- [TASK INSTRUCTIONS]:
1) Return the passage of the article on church attacks from "The historic church’s" to "sentenced April 8.", copied word for word.
2) Answer these questions from the article on church attacks:
(a) What will be built in place of the historic church that the parish committee decided not to rebuild?
(b) How many hours of community work service was Emily Luba ordered to complete?
(c) By what percentage did police-reported hate crimes rise from 2019 to 2020, according to Statistics Canada?

- [READING TEXT]:
Father Louis-Joseph Boudreau, who serves the parish, said in an interview he knows the man charged with the crime and does not believe the attack was motivated by hatred of the Church.

The historic church’s burning is a loss to the parish, Boudreau said, but parishioners have been well-served by another nearby church. He said a parish committee informed parishioners in a late-March meeting that it does not make financial sense to rebuild the church. Instead, a tiny church-museum building will be erected, featuring many artifacts that were saved before the church was destroyed.

“We’re managing with it, but it’s too bad what we lost there,” Boudreau said.

In B.C., several individuals were charged following church attacks last summer.

Kathleen Panek pleaded guilty in October to two counts of arson in connection with the July 2021 destruction of St. George’s Coptic Orthodox Church in Surrey. She is scheduled to be sentenced April 8.

Suspects in another church attack also pleaded guilty to charges of mischief under $5,000 after smearing orange paint on the front of St. Jude’s Parish church in Vancouver last Canada Day.

Zoe Luba received a conditional discharge and 12 months’ probation on Dec. 7 and was ordered to pay a $100 victim-fine surcharge. Her sister, Emily Luba, also received a discharge conditional upon her completing 12 months’ probation. She was also ordered to pay a victim fine surcharge of $750, stay away from the parish property, write a letter of apology to the pastor and congregation, and complete 40 hours of community work service.

Statistics Canada reported March 17 that police-reported hate crimes rose 37 per cent from 2019 to 2020, to a total of 2,669 incidents. Crimes motivated by hatred of religion decreased by 16 per cent to 515. Those targeting Jews accounted for most, rising to 321 incidents from 306 in 2019. Anti-Muslim crime dropped (82 incidents compared with 182 the year before) as did anti-Catholic hate crime (42 compared with 51 in 2019).

Elia said the league’s data base clearly shows a large increase in anti-Catholic hate crimes throughout the summer of 2021.

Statistics Canada cited the effects of the COVID pandemic for the overall rise in hate crimes. “The pandemic further exposed and exacerbated issues related to community safety and discrimination in Canada, including hate crime,” it said in a news release.

- [RECORDED DATA]:
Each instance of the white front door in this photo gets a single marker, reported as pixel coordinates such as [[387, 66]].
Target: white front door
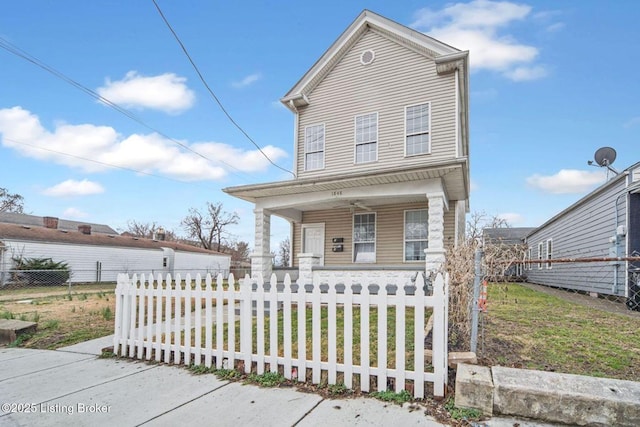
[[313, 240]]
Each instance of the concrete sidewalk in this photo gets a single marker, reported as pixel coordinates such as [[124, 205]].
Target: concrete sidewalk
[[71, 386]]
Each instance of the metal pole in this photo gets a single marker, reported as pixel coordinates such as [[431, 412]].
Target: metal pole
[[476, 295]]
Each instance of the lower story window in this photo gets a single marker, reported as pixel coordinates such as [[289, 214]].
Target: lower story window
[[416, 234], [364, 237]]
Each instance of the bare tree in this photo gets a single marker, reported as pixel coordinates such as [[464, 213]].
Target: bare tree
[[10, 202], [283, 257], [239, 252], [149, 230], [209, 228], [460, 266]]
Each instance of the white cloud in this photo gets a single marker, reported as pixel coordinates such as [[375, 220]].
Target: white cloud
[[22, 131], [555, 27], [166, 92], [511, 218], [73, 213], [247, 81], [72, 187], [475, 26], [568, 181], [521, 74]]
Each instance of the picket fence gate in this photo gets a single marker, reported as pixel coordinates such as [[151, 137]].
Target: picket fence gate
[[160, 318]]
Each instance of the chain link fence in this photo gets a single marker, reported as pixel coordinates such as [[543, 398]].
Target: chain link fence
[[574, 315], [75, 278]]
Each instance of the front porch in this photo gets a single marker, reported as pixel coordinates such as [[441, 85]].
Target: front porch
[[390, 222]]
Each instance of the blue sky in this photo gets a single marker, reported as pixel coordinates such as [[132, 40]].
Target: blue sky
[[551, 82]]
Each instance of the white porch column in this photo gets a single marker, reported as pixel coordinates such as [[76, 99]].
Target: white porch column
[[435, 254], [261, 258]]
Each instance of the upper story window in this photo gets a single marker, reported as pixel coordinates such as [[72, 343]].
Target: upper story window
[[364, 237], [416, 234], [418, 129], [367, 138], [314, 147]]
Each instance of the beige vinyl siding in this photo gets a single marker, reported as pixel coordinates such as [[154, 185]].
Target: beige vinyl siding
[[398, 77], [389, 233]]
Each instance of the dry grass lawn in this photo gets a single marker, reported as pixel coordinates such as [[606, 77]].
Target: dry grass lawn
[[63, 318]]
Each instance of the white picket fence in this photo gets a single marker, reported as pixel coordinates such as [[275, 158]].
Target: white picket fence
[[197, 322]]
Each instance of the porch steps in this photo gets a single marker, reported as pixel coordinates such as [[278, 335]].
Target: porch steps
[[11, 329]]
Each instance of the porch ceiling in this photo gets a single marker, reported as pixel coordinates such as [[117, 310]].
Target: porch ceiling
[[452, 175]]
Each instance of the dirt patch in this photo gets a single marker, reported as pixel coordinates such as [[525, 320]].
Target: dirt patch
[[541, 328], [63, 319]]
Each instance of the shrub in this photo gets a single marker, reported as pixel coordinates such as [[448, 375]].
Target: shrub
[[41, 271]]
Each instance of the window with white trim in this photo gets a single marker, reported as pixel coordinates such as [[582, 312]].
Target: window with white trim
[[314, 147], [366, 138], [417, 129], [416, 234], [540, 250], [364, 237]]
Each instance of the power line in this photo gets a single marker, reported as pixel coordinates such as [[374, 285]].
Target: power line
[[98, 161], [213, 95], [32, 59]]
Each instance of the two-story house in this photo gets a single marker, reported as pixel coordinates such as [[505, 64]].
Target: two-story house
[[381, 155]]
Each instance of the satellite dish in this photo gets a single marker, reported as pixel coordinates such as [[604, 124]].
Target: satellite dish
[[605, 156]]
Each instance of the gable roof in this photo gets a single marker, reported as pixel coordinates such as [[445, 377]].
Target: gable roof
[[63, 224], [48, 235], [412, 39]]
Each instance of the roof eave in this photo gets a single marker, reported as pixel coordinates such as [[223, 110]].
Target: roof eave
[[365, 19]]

---

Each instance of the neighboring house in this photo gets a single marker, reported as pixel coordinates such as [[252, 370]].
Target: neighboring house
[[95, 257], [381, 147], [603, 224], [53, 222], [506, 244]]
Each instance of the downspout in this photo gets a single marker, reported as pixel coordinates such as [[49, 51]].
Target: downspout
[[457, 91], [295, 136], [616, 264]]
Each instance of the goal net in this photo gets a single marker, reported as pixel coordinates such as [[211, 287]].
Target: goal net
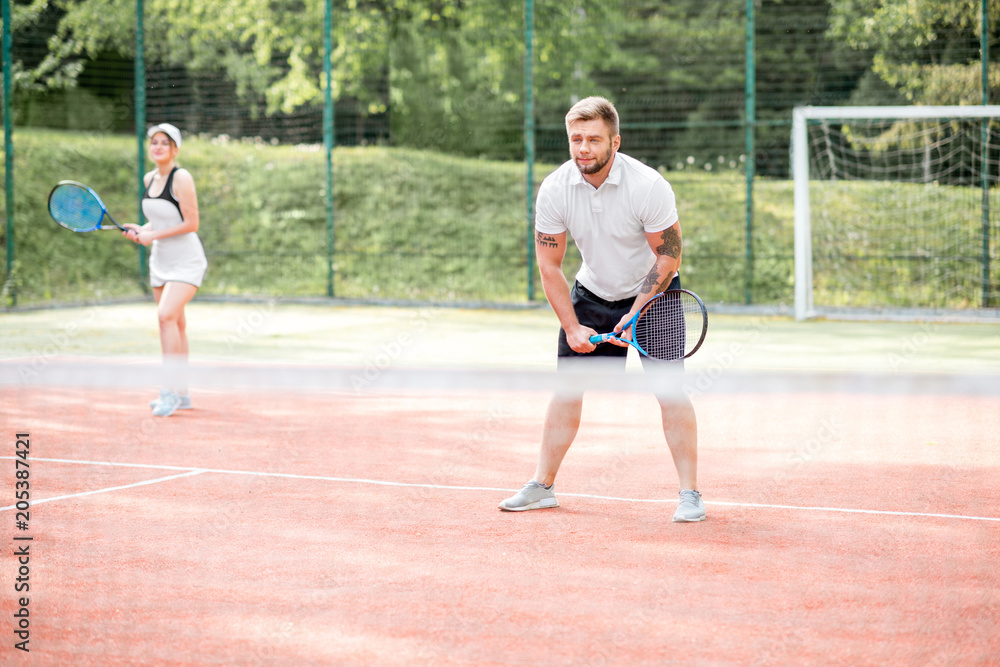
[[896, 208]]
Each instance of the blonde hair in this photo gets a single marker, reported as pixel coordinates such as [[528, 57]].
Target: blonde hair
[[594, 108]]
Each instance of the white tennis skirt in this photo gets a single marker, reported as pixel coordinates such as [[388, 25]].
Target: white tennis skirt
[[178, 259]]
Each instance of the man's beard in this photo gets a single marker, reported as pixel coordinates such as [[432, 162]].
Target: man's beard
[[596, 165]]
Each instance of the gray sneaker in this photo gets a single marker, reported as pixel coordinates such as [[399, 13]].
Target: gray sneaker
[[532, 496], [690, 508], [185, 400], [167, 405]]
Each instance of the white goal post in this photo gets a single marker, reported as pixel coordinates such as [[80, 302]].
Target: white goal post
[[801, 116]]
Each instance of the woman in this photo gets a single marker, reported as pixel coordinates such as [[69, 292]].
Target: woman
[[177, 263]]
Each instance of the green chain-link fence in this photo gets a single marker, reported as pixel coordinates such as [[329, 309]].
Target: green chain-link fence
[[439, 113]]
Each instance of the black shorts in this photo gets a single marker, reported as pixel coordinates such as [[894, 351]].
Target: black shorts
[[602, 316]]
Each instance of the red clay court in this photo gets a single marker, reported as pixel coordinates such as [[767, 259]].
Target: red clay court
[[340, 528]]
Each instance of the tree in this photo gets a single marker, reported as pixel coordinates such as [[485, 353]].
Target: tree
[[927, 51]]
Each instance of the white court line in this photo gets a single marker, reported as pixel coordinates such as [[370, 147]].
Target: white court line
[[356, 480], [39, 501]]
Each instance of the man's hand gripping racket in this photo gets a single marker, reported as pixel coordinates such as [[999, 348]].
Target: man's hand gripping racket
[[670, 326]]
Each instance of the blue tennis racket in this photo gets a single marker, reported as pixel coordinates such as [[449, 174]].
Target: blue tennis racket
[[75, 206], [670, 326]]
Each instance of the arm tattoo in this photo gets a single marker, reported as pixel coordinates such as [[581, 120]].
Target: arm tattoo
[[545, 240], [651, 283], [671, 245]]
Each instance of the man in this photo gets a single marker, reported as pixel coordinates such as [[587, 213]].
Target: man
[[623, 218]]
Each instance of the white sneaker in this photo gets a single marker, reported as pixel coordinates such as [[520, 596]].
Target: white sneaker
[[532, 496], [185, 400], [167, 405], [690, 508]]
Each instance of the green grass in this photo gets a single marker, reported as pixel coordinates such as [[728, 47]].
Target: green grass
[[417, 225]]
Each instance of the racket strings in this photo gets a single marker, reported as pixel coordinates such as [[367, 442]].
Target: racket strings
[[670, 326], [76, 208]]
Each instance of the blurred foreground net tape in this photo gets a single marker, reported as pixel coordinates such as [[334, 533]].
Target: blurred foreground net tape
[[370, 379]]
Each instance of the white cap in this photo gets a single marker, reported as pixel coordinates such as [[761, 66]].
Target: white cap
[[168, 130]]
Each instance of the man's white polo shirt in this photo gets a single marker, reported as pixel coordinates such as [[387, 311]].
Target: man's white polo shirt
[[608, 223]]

--

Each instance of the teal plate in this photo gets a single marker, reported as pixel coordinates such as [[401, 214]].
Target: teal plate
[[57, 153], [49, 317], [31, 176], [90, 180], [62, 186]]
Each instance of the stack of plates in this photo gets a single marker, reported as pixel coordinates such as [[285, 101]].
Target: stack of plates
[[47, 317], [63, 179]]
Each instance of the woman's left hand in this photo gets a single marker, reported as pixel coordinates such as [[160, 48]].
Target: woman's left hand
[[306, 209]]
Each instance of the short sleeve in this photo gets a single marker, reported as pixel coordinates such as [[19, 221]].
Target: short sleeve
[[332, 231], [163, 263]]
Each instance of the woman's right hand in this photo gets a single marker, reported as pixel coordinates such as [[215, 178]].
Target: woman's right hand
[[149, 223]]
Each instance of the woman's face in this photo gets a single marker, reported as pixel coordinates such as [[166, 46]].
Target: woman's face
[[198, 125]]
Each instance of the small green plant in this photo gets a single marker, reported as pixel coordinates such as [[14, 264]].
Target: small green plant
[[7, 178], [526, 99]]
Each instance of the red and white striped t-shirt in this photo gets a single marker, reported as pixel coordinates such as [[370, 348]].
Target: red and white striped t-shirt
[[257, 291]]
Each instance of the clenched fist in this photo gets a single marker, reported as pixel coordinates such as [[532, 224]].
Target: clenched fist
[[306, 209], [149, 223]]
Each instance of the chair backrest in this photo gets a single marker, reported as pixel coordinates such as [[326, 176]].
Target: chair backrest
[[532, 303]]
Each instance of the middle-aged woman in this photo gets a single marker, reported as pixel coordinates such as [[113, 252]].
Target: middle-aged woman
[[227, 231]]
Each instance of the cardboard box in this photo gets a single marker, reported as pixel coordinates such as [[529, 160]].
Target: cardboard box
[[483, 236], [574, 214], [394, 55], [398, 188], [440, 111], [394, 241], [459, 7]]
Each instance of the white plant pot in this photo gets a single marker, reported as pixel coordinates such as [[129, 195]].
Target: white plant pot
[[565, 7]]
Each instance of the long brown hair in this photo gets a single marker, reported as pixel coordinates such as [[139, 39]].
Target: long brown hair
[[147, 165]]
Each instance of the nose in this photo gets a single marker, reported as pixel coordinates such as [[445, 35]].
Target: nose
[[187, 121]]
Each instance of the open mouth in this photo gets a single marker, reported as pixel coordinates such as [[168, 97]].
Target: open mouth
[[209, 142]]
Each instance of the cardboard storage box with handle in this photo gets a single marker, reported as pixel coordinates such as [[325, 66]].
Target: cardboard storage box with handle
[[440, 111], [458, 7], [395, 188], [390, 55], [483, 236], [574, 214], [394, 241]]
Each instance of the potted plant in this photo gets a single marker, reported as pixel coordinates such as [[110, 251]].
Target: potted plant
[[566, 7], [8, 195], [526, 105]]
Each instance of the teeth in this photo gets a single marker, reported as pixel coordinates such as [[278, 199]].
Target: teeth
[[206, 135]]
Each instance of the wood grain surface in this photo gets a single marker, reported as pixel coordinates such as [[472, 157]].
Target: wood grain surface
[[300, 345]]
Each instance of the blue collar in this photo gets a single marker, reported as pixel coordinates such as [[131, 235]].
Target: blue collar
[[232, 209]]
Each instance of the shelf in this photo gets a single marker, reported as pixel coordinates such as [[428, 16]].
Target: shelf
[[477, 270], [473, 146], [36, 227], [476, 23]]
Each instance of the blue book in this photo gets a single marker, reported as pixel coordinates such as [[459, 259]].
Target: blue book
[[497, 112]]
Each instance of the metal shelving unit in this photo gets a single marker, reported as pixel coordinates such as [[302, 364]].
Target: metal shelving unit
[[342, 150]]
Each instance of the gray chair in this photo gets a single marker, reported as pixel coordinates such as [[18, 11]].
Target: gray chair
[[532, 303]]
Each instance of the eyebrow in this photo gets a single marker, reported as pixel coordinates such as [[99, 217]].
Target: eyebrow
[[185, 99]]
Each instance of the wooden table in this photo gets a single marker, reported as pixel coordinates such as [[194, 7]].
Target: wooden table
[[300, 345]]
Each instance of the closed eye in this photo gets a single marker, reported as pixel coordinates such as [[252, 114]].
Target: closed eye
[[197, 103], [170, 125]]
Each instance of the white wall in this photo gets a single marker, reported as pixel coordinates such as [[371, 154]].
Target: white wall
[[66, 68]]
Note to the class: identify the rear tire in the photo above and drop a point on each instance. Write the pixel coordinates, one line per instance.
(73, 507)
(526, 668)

- [OUTPUTS IN ORDER]:
1)
The historic church’s burning is a loss to the parish, Boudreau said, but parishioners have been well-served by another nearby church. He said a parish committee informed parishioners in a late-March meeting that it does not make financial sense to rebuild the church. Instead, a tiny church-museum building will be erected, featuring many artifacts that were saved before the church was destroyed.

“We’re managing with it, but it’s too bad what we lost there,” Boudreau said.

In B.C., several individuals were charged following church attacks last summer.

Kathleen Panek pleaded guilty in October to two counts of arson in connection with the July 2021 destruction of St. George’s Coptic Orthodox Church in Surrey. She is scheduled to be sentenced April 8.

2)
(a) A tiny church-museum building with many artifacts saved before the church was destroyed.
(b) 40 hours.
(c) 37 per cent.